- _Exercise_: Write out every record below exactly, so that nothing differs from what is shown.

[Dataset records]
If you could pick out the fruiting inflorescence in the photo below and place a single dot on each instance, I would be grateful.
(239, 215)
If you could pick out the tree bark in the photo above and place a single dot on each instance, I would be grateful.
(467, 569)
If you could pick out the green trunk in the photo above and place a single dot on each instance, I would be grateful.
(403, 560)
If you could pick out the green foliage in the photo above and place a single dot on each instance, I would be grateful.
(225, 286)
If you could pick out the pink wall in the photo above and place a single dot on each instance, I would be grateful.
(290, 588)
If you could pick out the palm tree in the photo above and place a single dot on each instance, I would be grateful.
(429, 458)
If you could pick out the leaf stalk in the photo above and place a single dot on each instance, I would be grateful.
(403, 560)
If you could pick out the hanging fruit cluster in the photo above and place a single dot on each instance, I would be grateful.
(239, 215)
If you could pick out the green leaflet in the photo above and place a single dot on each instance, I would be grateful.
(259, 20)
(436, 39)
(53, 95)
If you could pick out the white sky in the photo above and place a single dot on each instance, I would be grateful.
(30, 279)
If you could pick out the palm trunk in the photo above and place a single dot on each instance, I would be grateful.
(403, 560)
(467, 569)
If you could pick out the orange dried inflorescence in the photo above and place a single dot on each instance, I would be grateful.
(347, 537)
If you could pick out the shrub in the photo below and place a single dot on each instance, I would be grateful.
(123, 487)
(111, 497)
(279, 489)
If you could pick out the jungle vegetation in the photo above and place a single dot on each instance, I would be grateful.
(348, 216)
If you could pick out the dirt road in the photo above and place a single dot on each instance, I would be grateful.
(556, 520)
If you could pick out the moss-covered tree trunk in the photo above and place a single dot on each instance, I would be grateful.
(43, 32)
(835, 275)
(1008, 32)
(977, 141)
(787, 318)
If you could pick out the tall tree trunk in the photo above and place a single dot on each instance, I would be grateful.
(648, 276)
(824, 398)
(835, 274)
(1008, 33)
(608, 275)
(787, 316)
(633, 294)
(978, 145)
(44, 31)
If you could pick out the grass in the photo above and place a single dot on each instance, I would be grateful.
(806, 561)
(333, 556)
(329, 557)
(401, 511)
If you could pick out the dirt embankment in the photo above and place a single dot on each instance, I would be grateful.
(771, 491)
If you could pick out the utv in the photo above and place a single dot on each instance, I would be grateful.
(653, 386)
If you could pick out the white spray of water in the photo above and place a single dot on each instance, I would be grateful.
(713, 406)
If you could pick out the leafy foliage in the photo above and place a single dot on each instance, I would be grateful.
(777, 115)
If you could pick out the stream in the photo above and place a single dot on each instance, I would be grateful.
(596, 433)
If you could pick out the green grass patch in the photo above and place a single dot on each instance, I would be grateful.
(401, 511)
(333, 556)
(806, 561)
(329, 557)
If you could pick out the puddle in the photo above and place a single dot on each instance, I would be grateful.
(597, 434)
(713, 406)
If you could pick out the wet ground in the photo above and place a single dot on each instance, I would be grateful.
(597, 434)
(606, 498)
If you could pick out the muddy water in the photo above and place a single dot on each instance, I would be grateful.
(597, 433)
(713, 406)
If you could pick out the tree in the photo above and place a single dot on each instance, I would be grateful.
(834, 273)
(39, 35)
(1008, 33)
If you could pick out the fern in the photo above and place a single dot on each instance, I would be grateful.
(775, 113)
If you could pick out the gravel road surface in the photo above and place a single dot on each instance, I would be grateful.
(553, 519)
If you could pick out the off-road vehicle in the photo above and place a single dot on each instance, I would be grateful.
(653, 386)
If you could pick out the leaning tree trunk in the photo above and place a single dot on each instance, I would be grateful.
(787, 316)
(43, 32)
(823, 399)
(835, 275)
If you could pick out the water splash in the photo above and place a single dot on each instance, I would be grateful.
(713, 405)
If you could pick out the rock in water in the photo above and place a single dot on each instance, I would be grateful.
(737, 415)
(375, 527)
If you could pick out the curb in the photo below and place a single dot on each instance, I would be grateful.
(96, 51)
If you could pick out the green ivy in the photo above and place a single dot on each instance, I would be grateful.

- _Answer section_:
If you could pick out the fruiting inflorescence in the photo below and place a single dot on each instance, I would be grateful.
(239, 215)
If you could pick out the tree bark in the photo above and place a single dot on each instance, I would be grateful.
(467, 569)
If you could pick out the green trunk in the photo above and place a single dot on each instance, I would be grateful.
(403, 560)
If you could pick out the green foliage in the photo above and place a single dot on each instance, I would be grateful.
(225, 286)
If you could pick out the pink wall in the photo above and place a single dot on each instance, I would be grateful.
(290, 588)
If you could pick out the palm tree in the photo above and place a single dot on each instance, I would be grateful.
(429, 458)
If you could pick out the leaf stalk in the photo above and place a single dot on each instance, I would be grateful.
(403, 560)
If you could pick out the hanging fruit cluster in the photo above and place a single dot on each instance, I would be grateful.
(239, 215)
If you could pick out the green leaflet in the photo above and place a single dot on each instance, I would be grateful.
(259, 20)
(436, 39)
(53, 95)
If you could pick out the white sky in the photo above and place a single dot on each instance, I would be grateful.
(30, 279)
If you could pick out the palm trunk in the photo above and place a single dot on each instance, I would be grateful.
(403, 560)
(467, 569)
If you could pick out the orange dried inflorescence in the photo above and place a single dot on each instance, I would be grateful.
(347, 537)
If you could pick out the shrub in the photo below and place a single dot on each instance, I would be grateful.
(123, 487)
(111, 497)
(279, 489)
If you could pick out the jungle vegetation in the photo above and place a single dot on each instance, I would be grateful.
(348, 216)
If you could pick out the dirt road in the photo above and place a single dot on each instance, I would be grateful.
(556, 520)
If you could pick out the moss-covered tree trunk in the photo above and place a single dot on each instance, I would be grateful.
(43, 32)
(835, 275)
(1008, 32)
(977, 141)
(787, 318)
If you could pick out the tall tree trunk in the photo above and place a single dot on each instance, I would be grateful.
(648, 276)
(824, 398)
(835, 274)
(1008, 33)
(608, 275)
(787, 316)
(633, 294)
(978, 145)
(44, 31)
If you could pick out the grass in the photo above and place a single dot on each instance, I would be grateful.
(806, 561)
(333, 556)
(329, 557)
(401, 511)
If you could pick out the dirt embankment in the photo above and place a single dot on each instance, I would be grateful.
(771, 491)
If you could pick out the utv in the photo above and place a single dot on each instance, I would be grateful.
(653, 386)
If you could pick out the white spray of water in the photo above and place a single dot on each instance, I would be grateful.
(713, 406)
If you could pick out the leafy foliage in the photo above and place a single dot on each instance, I would be grateful.
(777, 115)
If you could pick out the stream in the photo above and place a single dot on each instance, I would be grateful.
(596, 433)
If you could pick out the green grass patch in the photo above and place a single dot on each instance, I would be grateful.
(401, 511)
(333, 556)
(806, 561)
(329, 557)
If you could pick out the puddle in the photo above and place a single dot on each instance, I would be grateful.
(597, 434)
(713, 406)
If you could pick out the wet ground in the photo above and place a single dot on each instance, I would be grateful.
(597, 434)
(606, 498)
If you could pick out the muddy water in the photo above and place a single dot on each instance, I would be grateful.
(597, 433)
(713, 406)
If you could pick out the tree in the photo above and place a single dot on each instance, I would be grateful.
(834, 273)
(39, 35)
(1008, 33)
If you could pick out the fern in the photo above and place a single dot on each instance, I would be grateful.
(775, 113)
If you could pick out the gravel road surface in the photo above and place a single dot on each instance, I would be grateful.
(553, 519)
If you could pick out the off-road vehicle in the photo above and place a single dot on each instance, I would be grateful.
(653, 386)
If you could pick out the leaning tree trunk in the photo above and place a single dot on each instance, I would be grateful.
(787, 316)
(43, 32)
(823, 399)
(835, 275)
If you could pick out the water splash in the photo above and place a single dot on each instance, I would be grateful.
(713, 405)
If you could pick out the rock in water in the photo above and place a single dot on each instance, I would be grateful.
(737, 415)
(375, 527)
If you could pick out the curb in the photo below and place a single dot on each instance, I would be grateful.
(96, 51)
If you could pick out the green ivy in the photo above and place a single dot on each instance, I would be grateful.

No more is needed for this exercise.